_Written exercise 1_:
Answer these questions from the blog post about paying off a mortgage:
(a) On what date was the post published?
(b) What did the writer and his wife decide to do over the next several years?
(c) What percentage does Ben now put into RRSPs?
_Written exercise 2_:
How many lines of the listing contain the string "face"? Reply with the number only.

_Text provided_:
○ ○ ○ ○
Crawling Out of Debt For Good

Posted by Tim Stobbs on June 15, 2009

I’ve been having a long debate in my head.  Pay off the mortgage and be done with it or invest or do a bit of both.  The debate goes something like this: I could pay off the mortgage easier since interest rates are so low and interest rates are likely to rise in the future are rising so I could save that future debt load.  Or do I invest since interest rates are so low and try to get a better rate of return in the mean time and off set future interest costs.

Since my crystal ball is cracked and foggy I know I can’t know the future on this one.  In reality the debate is rather useless, both are good ideas.  Either way I’m investing for my future which is a good idea.  So once I realized the numbers don’t matter so much about this debate it got easy.  It’s really about what do I feel is the right way to go.

So after a short discussion with my wife where she asked a few questions about either way I found out we are thinking the same way.  We have decided to kill off the mortgage over the next several years.  We will only been doing a bit this year as I still want to finish off my other goals for this year first and then at the start of 2010 we will kick the process into high gear.

Comments

5 Responses to “Crawling Out of Debt For Good”
  1. Guy Davis says:

    Why not do both? See your articles on the Smith Manoeuvre…

  2. Ben says:

    We used to put full 18% into RRSP’s, and the rest to the mortgage.

    Now, it’s 8% into RRSP’s to get the company match, and mortgage with the rest. Bit of a no-brainer situation.

    I’m not entirely sure how I would direct the excess cashflow in the absence of the company match. I suspect I would continue to put away a nominal amount for retirement, even then.

    Like you say, don’t think it matters a lot either way. The probability of higher after-tax returns through investmenting is balanced against guaranteed return on mortgage reduction, and the “security” factor. The security factor has to have some value: less stress = live longer!

  3. Dave says:

    I believe you have made a wise, safe, guaranteed choice for this point in time.

    I know someone who is doing the ‘SM’ and boy they are in trouble now with the losses over the last 6+ months, and no one seems to be expecting the markets to be great performers over the next few years. They are truely in for the long haul now if my understanding of the the SM is correct.

    With rates on the rise in the next year or so, getting that mortgage principal down will save you more money in the future.

  4. chad says:

    100% agree with your choice
    can’t beat the guaranted investment which is your house
    lots of market volitility and who really know s what’s ahead for the markett ” smart people” are even all over the map where this markett is going
    green shoots turning into tumble weeds in a hurry.this markett is a ride that most people are going to get sea sick

  5. Canadian Dream says:

    Guy,

    I might do a SM, but not right away.

    Chad,

    Sea sick. Good choice of words, it does describe things well. Thanks for the support.
○ ○ ○ ○
(Location identification entries)
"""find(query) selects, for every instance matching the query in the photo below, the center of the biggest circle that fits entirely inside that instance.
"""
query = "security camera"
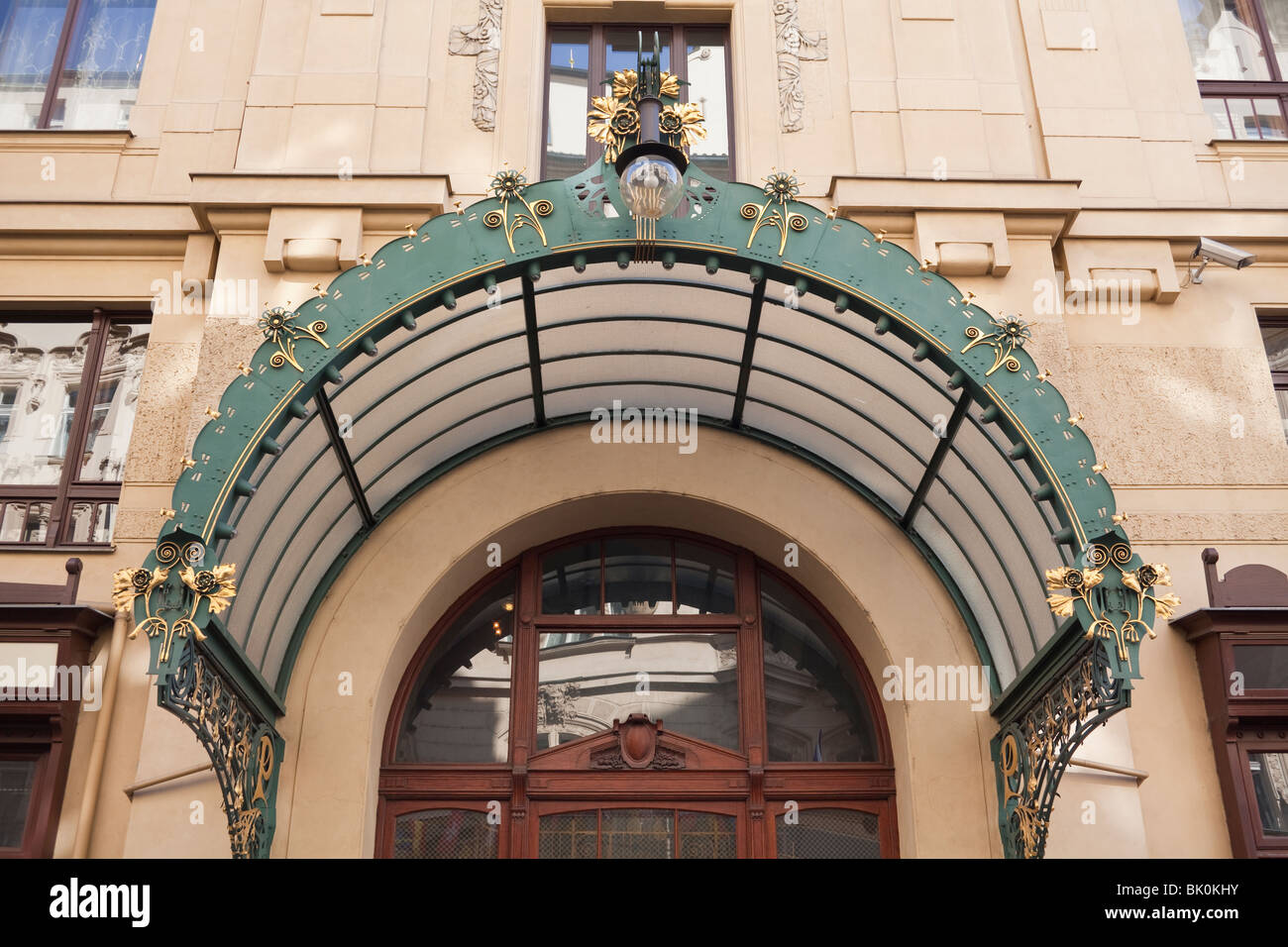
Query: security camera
(1212, 252)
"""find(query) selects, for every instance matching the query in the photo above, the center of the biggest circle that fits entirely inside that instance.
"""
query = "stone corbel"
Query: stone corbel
(305, 240)
(1107, 269)
(964, 244)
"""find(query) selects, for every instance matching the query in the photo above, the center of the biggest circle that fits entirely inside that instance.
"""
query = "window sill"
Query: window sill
(55, 141)
(1245, 149)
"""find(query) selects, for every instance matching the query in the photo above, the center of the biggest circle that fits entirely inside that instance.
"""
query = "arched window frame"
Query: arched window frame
(506, 788)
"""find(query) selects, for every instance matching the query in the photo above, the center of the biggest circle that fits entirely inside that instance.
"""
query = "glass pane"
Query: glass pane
(1224, 40)
(621, 51)
(814, 703)
(22, 522)
(104, 58)
(707, 835)
(16, 780)
(29, 42)
(90, 522)
(638, 834)
(8, 397)
(703, 579)
(570, 579)
(115, 402)
(1276, 22)
(1263, 667)
(687, 681)
(708, 71)
(570, 835)
(1245, 125)
(568, 101)
(446, 834)
(460, 706)
(1270, 120)
(1270, 783)
(1275, 339)
(42, 363)
(638, 577)
(1220, 119)
(828, 834)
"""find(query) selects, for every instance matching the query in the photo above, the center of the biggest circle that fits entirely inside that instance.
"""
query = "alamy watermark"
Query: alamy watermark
(205, 296)
(1063, 296)
(649, 425)
(39, 682)
(936, 684)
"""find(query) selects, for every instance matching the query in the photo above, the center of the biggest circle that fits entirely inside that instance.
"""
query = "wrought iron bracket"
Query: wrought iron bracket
(1035, 744)
(244, 746)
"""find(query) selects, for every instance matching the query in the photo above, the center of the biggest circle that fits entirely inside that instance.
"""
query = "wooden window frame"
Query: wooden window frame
(71, 488)
(1249, 605)
(59, 64)
(596, 65)
(742, 781)
(1275, 88)
(40, 727)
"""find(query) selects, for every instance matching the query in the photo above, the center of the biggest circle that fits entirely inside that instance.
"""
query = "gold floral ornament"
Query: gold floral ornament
(278, 328)
(1006, 337)
(509, 185)
(614, 119)
(683, 125)
(780, 188)
(1072, 585)
(214, 586)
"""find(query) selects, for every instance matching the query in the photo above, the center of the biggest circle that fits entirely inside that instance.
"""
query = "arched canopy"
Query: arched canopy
(528, 309)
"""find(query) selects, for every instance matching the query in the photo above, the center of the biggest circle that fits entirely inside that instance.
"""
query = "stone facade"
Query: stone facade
(1030, 149)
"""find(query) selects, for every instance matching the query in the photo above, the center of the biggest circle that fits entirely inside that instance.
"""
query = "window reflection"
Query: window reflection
(42, 365)
(459, 710)
(1224, 40)
(1270, 783)
(708, 72)
(104, 58)
(814, 705)
(29, 43)
(566, 112)
(687, 681)
(16, 783)
(115, 405)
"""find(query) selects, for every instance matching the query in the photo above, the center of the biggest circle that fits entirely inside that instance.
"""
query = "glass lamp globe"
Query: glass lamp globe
(652, 187)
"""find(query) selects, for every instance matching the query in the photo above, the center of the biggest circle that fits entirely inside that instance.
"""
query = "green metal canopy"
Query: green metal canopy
(526, 311)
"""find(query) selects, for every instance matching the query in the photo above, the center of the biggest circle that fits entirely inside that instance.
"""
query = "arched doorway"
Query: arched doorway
(636, 693)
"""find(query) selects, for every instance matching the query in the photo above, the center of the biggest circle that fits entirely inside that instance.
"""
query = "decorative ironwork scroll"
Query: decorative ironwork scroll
(1006, 337)
(482, 40)
(244, 748)
(780, 188)
(509, 185)
(278, 328)
(1033, 750)
(793, 46)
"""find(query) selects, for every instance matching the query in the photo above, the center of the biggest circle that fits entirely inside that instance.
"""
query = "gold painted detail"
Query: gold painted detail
(1006, 337)
(1073, 585)
(509, 185)
(241, 745)
(780, 188)
(215, 586)
(278, 328)
(614, 120)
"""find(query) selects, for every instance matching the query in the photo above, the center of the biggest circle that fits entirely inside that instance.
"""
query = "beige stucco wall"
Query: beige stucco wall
(997, 137)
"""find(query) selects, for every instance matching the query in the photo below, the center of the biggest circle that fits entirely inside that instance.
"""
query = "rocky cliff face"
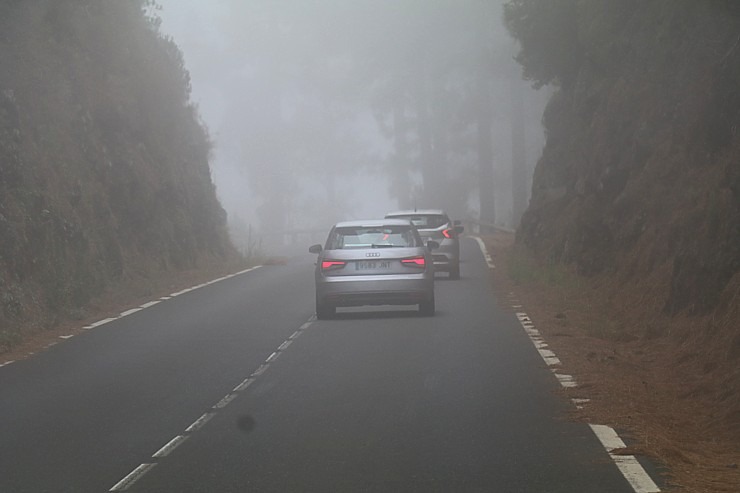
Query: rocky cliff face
(640, 177)
(103, 161)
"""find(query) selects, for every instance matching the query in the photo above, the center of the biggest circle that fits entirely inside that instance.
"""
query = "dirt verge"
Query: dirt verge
(644, 373)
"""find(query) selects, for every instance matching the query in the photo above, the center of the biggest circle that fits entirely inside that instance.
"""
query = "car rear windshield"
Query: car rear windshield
(426, 221)
(380, 237)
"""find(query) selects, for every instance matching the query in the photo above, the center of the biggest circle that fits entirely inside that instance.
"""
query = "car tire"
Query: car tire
(325, 311)
(426, 308)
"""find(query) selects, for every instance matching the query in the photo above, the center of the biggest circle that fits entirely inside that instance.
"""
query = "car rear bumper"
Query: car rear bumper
(374, 290)
(444, 261)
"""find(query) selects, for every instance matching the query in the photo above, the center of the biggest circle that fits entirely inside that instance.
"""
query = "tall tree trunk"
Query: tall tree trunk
(401, 183)
(485, 152)
(518, 153)
(426, 149)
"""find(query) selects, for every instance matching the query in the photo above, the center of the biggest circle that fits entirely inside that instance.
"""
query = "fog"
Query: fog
(333, 109)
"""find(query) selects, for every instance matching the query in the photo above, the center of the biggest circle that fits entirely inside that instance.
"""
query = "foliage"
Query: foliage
(104, 170)
(548, 35)
(638, 177)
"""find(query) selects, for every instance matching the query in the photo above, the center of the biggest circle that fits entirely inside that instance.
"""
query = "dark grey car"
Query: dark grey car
(375, 262)
(435, 224)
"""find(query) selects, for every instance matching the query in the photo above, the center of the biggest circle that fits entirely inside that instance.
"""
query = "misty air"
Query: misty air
(370, 245)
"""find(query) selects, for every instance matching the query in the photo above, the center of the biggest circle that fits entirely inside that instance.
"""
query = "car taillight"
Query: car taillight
(332, 264)
(414, 262)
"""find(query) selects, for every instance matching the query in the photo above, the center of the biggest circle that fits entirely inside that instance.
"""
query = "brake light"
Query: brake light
(332, 264)
(414, 262)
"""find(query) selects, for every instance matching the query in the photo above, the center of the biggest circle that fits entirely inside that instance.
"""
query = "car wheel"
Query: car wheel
○ ○ ○ ○
_Correct answer 1_:
(a) June 15, 2009
(b) Kill off the mortgage.
(c) 8%, to get the company match.

_Correct answer 2_:
2